##### EXERCISE INPUTS

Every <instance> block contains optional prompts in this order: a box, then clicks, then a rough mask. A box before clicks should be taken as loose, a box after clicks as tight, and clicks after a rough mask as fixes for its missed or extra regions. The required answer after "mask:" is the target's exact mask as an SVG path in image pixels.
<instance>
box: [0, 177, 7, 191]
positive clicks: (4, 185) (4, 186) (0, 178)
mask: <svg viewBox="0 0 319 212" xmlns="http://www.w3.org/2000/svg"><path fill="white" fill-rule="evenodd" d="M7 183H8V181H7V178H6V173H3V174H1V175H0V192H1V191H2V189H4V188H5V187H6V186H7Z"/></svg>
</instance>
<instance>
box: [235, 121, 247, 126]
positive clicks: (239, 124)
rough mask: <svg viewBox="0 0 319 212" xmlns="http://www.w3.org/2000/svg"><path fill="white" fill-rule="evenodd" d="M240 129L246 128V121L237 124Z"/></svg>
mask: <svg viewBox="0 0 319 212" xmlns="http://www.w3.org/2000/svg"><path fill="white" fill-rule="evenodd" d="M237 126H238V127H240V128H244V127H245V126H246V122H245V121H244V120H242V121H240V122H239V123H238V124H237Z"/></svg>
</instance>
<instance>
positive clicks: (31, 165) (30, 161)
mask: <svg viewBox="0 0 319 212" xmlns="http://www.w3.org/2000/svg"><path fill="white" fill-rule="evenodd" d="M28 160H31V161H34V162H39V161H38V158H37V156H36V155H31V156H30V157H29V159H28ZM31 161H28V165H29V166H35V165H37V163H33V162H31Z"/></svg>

##########

AIM OF THE EXERCISE >> Output every line of the entries above as a JSON list of strings, one string per line, skipping any blank lines.

RESULT FOR THIS EXERCISE >>
[
  "Every <instance> block contains optional prompts in this order: a box, then clicks, then a rough mask. A box before clicks should be taken as loose, a box after clicks as tight, and clicks after a rough mask as fixes for its missed or extra regions. The required answer after \"mask:\" is the target's exact mask as an SVG path in image pixels.",
  "<instance>",
  "box: [0, 177, 7, 191]",
  "positive clicks: (4, 185) (4, 186) (0, 178)",
  "mask: <svg viewBox=\"0 0 319 212\" xmlns=\"http://www.w3.org/2000/svg\"><path fill=\"white\" fill-rule=\"evenodd\" d=\"M7 183H8V181H7V178H6V173H3V174H1V175H0V192H1V191H2V189H4V188H5V187H6V186H7Z\"/></svg>",
  "</instance>",
  "<instance>",
  "box: [235, 121, 247, 126]",
  "positive clicks: (239, 124)",
  "rough mask: <svg viewBox=\"0 0 319 212\" xmlns=\"http://www.w3.org/2000/svg\"><path fill=\"white\" fill-rule=\"evenodd\" d=\"M240 129L246 128V121L237 124Z\"/></svg>",
  "mask: <svg viewBox=\"0 0 319 212\" xmlns=\"http://www.w3.org/2000/svg\"><path fill=\"white\" fill-rule=\"evenodd\" d=\"M237 126H238V127H240V128H244V127H245V126H246V122H245V121H244V120H242V121H240V122H239V123H238V124H237Z\"/></svg>",
  "</instance>",
  "<instance>",
  "positive clicks: (31, 165) (30, 161)",
  "mask: <svg viewBox=\"0 0 319 212\" xmlns=\"http://www.w3.org/2000/svg\"><path fill=\"white\" fill-rule=\"evenodd\" d=\"M28 160H31V161H34V162H39V161H38V158H37V156H36V155H31V156H30V157H29V159H28ZM31 161H28V165H29V166H35V165H37V163H33V162H31Z\"/></svg>"
]